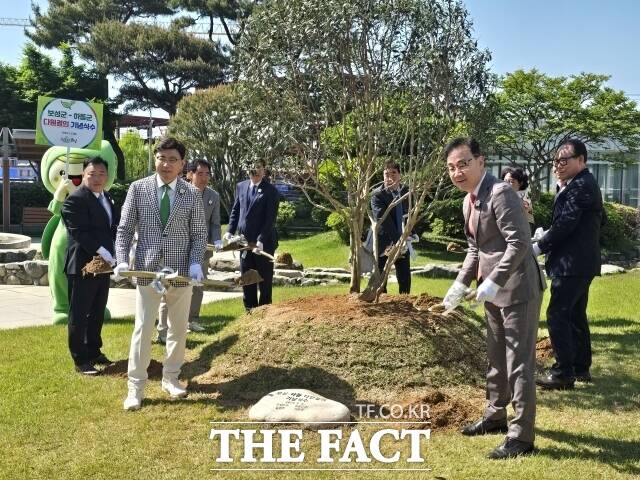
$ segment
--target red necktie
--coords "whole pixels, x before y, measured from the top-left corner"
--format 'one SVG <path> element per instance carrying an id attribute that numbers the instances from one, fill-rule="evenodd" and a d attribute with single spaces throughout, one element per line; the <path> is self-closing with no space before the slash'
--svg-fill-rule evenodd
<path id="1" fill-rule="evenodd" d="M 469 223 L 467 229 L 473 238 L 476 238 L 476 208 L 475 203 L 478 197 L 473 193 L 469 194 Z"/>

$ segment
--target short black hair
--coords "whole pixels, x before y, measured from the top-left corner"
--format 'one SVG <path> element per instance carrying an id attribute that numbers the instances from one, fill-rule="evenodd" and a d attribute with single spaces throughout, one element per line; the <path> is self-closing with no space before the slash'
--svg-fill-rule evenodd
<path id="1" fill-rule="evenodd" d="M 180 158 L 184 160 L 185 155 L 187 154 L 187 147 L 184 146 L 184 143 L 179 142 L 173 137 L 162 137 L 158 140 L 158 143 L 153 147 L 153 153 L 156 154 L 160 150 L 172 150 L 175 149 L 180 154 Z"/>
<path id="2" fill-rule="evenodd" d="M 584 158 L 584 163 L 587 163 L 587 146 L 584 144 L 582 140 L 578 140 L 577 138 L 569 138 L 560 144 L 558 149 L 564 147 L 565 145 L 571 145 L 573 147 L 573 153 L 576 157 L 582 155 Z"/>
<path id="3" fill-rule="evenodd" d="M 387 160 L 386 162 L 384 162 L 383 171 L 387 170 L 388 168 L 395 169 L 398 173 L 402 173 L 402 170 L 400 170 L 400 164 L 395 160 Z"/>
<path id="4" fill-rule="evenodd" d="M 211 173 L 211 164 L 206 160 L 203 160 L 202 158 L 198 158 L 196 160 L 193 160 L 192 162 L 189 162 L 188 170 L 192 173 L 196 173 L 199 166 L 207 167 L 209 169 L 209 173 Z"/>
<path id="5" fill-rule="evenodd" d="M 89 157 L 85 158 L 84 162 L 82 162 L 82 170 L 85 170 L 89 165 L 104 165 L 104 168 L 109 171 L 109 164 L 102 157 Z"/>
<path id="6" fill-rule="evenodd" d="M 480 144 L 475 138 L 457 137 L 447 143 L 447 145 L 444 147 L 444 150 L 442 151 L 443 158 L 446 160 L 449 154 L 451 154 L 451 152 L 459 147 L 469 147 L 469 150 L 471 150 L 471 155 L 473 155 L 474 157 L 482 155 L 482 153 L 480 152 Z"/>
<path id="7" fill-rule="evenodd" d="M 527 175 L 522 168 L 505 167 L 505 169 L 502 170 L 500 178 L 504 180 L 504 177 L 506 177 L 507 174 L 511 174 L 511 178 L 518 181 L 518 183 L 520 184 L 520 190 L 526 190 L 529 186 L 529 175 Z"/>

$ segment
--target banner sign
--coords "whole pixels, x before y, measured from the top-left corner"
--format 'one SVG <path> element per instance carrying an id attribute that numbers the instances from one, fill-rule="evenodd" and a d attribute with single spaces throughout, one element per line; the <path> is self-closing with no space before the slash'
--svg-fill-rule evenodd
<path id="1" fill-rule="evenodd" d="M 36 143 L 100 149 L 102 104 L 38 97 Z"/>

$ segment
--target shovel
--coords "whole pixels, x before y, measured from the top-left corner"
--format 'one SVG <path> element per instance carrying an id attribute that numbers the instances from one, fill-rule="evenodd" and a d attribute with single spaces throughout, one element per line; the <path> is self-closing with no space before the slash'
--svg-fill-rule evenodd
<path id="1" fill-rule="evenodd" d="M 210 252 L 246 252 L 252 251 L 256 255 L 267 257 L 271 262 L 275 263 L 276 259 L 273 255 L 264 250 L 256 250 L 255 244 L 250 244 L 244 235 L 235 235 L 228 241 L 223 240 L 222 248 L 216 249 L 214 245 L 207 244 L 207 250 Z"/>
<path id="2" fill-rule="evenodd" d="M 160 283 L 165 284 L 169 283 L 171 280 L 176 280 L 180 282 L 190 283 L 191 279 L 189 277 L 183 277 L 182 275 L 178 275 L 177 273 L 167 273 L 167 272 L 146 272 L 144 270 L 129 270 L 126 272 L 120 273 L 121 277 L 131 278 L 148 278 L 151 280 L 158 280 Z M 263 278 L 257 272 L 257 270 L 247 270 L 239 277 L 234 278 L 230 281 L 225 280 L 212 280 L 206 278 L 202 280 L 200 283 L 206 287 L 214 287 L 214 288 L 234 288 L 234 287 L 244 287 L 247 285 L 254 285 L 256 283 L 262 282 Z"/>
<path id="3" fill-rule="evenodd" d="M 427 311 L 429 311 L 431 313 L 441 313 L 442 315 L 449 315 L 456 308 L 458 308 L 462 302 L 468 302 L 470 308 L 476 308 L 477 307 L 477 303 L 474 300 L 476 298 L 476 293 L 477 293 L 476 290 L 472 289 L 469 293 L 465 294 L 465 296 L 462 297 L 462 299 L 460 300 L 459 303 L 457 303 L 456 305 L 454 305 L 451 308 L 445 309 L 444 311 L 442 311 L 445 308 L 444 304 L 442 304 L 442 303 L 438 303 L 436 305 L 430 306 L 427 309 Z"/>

→ **What the exercise asks**
The full listing must come back exactly as written, with its pictures left out.

→ **Exercise answer**
$ segment
--target red necktie
--coords "whole pixels, x before y, measured from the top-left corner"
--format 'one SVG <path> element per instance carrying an id attribute that numbers the instances from one, fill-rule="evenodd" and a d attribute with single spaces throughout, one element per line; the <path> is self-closing with no space before the slash'
--svg-fill-rule evenodd
<path id="1" fill-rule="evenodd" d="M 469 223 L 467 229 L 473 238 L 476 238 L 476 208 L 475 203 L 478 197 L 473 193 L 469 194 Z"/>

$ segment
--target short black hair
--coords "whole pixels, x before y, measured from the top-left corner"
--format 'one SVG <path> element per instance carrying an id attribute that numbers the instances from one, fill-rule="evenodd" and a d attribute with single spaces throughout, one element per line; the <path> is self-closing with no space before the slash'
--svg-fill-rule evenodd
<path id="1" fill-rule="evenodd" d="M 180 158 L 184 160 L 185 155 L 187 154 L 187 147 L 184 146 L 184 143 L 179 142 L 173 137 L 162 137 L 158 140 L 158 143 L 153 147 L 153 153 L 156 154 L 160 150 L 172 150 L 175 149 L 180 154 Z"/>
<path id="2" fill-rule="evenodd" d="M 584 158 L 584 163 L 587 163 L 587 146 L 584 144 L 582 140 L 578 140 L 577 138 L 569 138 L 560 144 L 558 149 L 564 147 L 565 145 L 571 145 L 573 147 L 573 153 L 576 157 L 582 155 Z"/>
<path id="3" fill-rule="evenodd" d="M 387 160 L 386 162 L 384 162 L 383 171 L 387 170 L 388 168 L 395 169 L 398 173 L 402 173 L 402 170 L 400 170 L 400 164 L 395 160 Z"/>
<path id="4" fill-rule="evenodd" d="M 211 173 L 211 164 L 206 160 L 203 160 L 202 158 L 198 158 L 196 160 L 193 160 L 192 162 L 189 162 L 188 170 L 192 173 L 196 173 L 199 166 L 207 167 L 209 169 L 209 173 Z"/>
<path id="5" fill-rule="evenodd" d="M 89 157 L 85 158 L 84 162 L 82 162 L 82 170 L 85 170 L 89 165 L 104 165 L 104 168 L 109 171 L 109 164 L 102 157 Z"/>
<path id="6" fill-rule="evenodd" d="M 480 144 L 475 138 L 457 137 L 447 143 L 447 145 L 444 147 L 444 150 L 442 151 L 443 158 L 446 160 L 449 154 L 451 154 L 451 152 L 459 147 L 469 147 L 469 150 L 471 150 L 471 155 L 473 155 L 474 157 L 482 155 L 482 153 L 480 152 Z"/>
<path id="7" fill-rule="evenodd" d="M 527 175 L 522 168 L 505 167 L 505 169 L 502 170 L 500 178 L 504 180 L 504 177 L 506 177 L 507 174 L 511 174 L 511 178 L 518 181 L 518 183 L 520 184 L 520 190 L 526 190 L 529 186 L 529 175 Z"/>

$ segment
--target banner sign
--coords "whole pixels, x before y, measured from the top-left corner"
--format 'one SVG <path> element per instance carrying an id attribute that numbers the instances from one, fill-rule="evenodd" and a d attribute with single spaces throughout, one element per line; the <path> is self-closing with no space before the slash'
--svg-fill-rule evenodd
<path id="1" fill-rule="evenodd" d="M 36 143 L 100 149 L 102 104 L 38 97 Z"/>

$ segment
--target shovel
--coords "whole pixels, x before y, measured from the top-left corner"
--format 'one SVG <path> element per instance carrying an id attribute that numbers the instances from one, fill-rule="evenodd" and a d attribute with single spaces throughout, one element per line; the <path> is self-closing with no space before the slash'
--svg-fill-rule evenodd
<path id="1" fill-rule="evenodd" d="M 210 252 L 246 252 L 252 251 L 256 255 L 267 257 L 271 262 L 275 263 L 276 259 L 273 255 L 264 250 L 256 250 L 255 244 L 250 244 L 244 235 L 235 235 L 228 241 L 223 240 L 222 248 L 216 249 L 214 245 L 207 244 L 207 250 Z"/>
<path id="2" fill-rule="evenodd" d="M 160 283 L 165 284 L 169 283 L 171 280 L 176 280 L 180 282 L 190 283 L 191 279 L 189 277 L 183 277 L 182 275 L 178 275 L 177 273 L 167 273 L 167 272 L 146 272 L 144 270 L 129 270 L 126 272 L 120 273 L 121 277 L 131 278 L 148 278 L 151 280 L 158 280 Z M 263 278 L 257 272 L 257 270 L 247 270 L 239 277 L 234 278 L 230 281 L 225 280 L 212 280 L 206 278 L 202 280 L 200 283 L 206 287 L 214 287 L 214 288 L 234 288 L 234 287 L 244 287 L 247 285 L 254 285 L 256 283 L 262 282 Z"/>
<path id="3" fill-rule="evenodd" d="M 427 311 L 429 311 L 431 313 L 441 313 L 442 315 L 449 315 L 456 308 L 458 308 L 462 302 L 468 302 L 470 308 L 476 308 L 477 307 L 477 303 L 474 300 L 476 298 L 476 293 L 477 293 L 476 290 L 472 289 L 469 293 L 465 294 L 465 296 L 462 297 L 462 299 L 460 300 L 459 303 L 457 303 L 456 305 L 454 305 L 451 308 L 445 309 L 444 311 L 442 311 L 445 308 L 444 304 L 442 304 L 442 303 L 438 303 L 436 305 L 430 306 L 427 309 Z"/>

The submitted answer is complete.